* SHORT TASK
Could you transcribe the part of the Oric video guide from "I will not prolongate" to "is quite slim.", copying it word for word?

* TEXT EXCERPT
The oric very does not have a very conventional video system.

It is possible to achieve very decent results, but that implies to fully understand the way the oric video system works.

This document is a long, but should be sufficient (after a serious reading) to make it possible to whoever to make colorful graphs on ORIC.

The idea is to make it the definitive guide to all things graphical on the Oric, which means it will be extended, correct, etc... over time.

If you have suggestions about how to make this article better, don't hesitate to contact me!

Yessagician, by Dbug
Yessagician, by Dbug

One last note: This document will contain numerical values. When they are preceded by a # or $ symbol the value is expressed in hexadecimal (base 16), else they are just decimal.

Virtual video modes

If for some reason you listened to the Oric user manual, you would think that the Oric has four distinct video modes:

4 video modes

You should recognize without too much problem the video modes called TEXT (blue border), LORES 0 (purple border), and HIRES (yellow border).

The last one, outlined in green, is the LORES 1 mode showing its funny mosaic character set.

To access these modes you just have to type in their name at the BASIC prompt. but well...

I will not prolongate the suspense any longer: there are no such things as 4 different video modes on the Oric.

The Oric video display chip is able to display text and graphics, so we can say that only two video modes exist on this machine, and even then what separate them is quite slim.

Text modes

The TEXT mode is used by default when you boot the computer.

You can also invoke it using the TEXT command in Basic, as well as LORES 0 and LORES 1 which are just minor variants of TEXT.

In general, the first line - called the status line - is reserved by the system to display information like the name and type of the file being loaded or the status of the CapsLock key, but this is just enforced by software: You are free to use it as any other line on the screen.

From a memory point of view, TEXT mode requires 1120 bytes for display (28 lines of 40 columns), and 1920 bytes for storing the character set:
  • 1120 bytes for the screen (from #BB80 to #BFDF)
  • 1024 bytes for the default character set (from #B400 to #B7FF)
  • 896 bytes for the secondary ("alternate") character set (from #B800 to #BB7F)
This makes a total of 3040 bytes.

* DATA SHOWN
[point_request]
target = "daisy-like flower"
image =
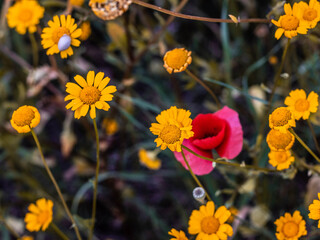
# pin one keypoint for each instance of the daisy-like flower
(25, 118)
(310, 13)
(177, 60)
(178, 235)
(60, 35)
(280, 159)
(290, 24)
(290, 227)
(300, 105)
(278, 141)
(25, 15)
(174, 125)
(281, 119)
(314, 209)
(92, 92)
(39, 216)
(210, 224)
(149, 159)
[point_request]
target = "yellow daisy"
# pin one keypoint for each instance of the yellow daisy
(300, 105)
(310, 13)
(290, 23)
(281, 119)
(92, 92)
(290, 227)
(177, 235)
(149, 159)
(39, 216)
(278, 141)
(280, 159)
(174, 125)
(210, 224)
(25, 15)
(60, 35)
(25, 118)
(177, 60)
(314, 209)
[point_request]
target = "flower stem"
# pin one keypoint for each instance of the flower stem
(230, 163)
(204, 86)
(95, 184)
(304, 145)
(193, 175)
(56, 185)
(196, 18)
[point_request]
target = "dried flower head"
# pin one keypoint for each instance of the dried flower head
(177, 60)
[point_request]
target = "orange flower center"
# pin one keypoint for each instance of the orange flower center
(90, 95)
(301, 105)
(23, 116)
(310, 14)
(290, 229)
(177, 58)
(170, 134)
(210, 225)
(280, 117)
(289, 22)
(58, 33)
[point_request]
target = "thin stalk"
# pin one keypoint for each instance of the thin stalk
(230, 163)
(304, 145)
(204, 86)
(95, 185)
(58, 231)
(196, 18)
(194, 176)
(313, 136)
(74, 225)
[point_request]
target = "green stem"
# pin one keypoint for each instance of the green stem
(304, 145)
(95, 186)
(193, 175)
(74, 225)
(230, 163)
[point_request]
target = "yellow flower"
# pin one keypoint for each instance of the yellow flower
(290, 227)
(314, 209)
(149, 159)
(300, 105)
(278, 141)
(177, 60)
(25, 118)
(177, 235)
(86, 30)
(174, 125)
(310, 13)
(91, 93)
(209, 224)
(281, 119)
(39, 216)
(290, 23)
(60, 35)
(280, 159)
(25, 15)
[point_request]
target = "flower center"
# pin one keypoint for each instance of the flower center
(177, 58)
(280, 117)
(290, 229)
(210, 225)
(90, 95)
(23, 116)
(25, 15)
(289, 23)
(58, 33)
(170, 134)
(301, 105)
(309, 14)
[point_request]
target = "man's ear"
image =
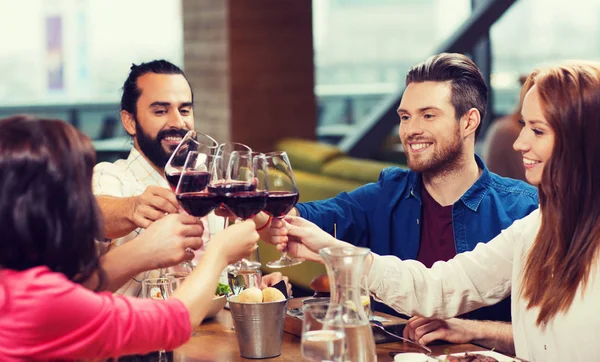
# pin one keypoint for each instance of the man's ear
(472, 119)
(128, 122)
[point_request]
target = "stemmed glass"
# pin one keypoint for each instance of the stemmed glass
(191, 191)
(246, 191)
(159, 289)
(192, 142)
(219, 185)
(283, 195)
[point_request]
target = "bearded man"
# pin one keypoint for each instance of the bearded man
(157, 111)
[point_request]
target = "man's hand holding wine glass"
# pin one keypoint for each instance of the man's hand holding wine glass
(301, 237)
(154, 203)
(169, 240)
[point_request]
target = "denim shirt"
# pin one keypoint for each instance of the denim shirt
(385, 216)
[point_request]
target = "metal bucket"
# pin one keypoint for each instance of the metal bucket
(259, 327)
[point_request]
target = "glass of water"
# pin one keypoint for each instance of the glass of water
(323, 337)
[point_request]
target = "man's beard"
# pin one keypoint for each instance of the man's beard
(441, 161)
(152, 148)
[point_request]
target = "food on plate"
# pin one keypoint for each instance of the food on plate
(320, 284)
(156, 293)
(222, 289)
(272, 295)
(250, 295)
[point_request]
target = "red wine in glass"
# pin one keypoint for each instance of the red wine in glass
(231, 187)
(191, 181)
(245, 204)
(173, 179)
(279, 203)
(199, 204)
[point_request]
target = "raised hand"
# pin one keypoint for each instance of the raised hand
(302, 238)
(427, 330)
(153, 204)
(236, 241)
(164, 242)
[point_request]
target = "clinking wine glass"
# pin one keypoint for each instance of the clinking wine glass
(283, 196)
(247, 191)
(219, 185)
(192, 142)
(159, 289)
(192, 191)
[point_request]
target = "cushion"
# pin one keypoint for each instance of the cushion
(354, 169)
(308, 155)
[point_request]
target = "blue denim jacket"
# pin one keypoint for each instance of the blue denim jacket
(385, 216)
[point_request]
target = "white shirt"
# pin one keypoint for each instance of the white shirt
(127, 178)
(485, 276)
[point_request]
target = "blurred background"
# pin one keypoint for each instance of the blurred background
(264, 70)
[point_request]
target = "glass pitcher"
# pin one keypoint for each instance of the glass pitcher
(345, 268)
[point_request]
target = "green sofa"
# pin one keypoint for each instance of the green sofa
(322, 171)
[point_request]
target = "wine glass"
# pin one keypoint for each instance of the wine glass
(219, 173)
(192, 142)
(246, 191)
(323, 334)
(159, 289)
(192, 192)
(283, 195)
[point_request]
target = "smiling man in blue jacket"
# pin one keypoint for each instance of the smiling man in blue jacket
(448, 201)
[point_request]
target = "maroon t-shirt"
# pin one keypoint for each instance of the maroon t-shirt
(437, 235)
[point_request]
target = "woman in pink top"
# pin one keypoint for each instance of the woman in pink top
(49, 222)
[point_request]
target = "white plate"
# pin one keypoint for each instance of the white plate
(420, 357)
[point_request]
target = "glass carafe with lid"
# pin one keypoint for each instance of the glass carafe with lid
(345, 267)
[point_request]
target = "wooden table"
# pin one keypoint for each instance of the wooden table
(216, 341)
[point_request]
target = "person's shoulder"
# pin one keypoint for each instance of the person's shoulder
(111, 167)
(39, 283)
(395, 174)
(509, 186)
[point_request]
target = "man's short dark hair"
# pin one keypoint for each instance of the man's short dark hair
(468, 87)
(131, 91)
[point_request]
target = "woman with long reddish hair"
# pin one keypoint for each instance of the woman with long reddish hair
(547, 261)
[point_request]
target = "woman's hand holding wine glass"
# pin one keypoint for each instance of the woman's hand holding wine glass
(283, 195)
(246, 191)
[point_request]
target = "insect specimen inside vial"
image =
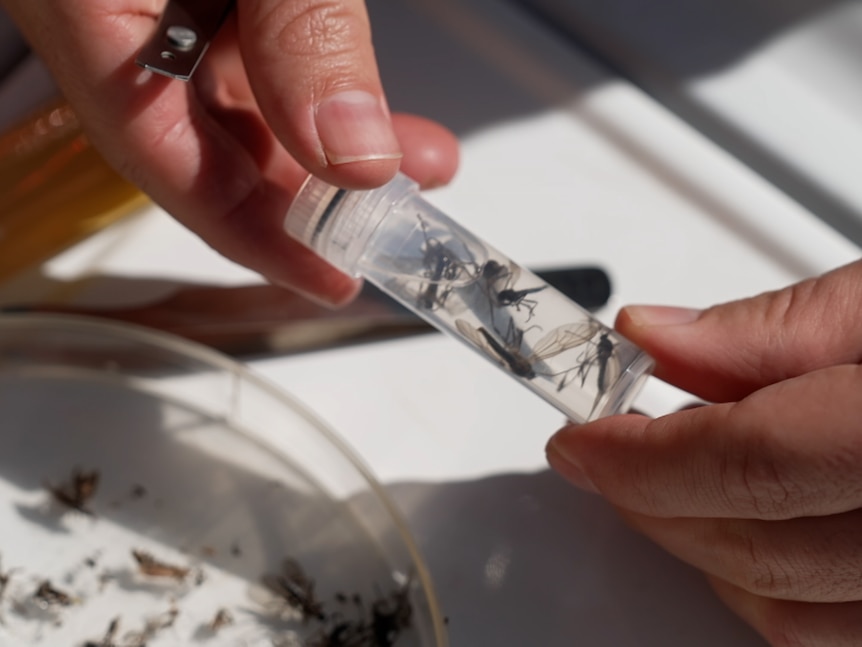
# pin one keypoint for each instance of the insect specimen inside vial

* THE REPLY
I will not prolongate the suspense any longer: there are no such things as 4 different video modes on the Oric.

The Oric video display chip is able to display text and graphics, so we can say that only two video modes exist on this machine, and even then what separate them is quite slim.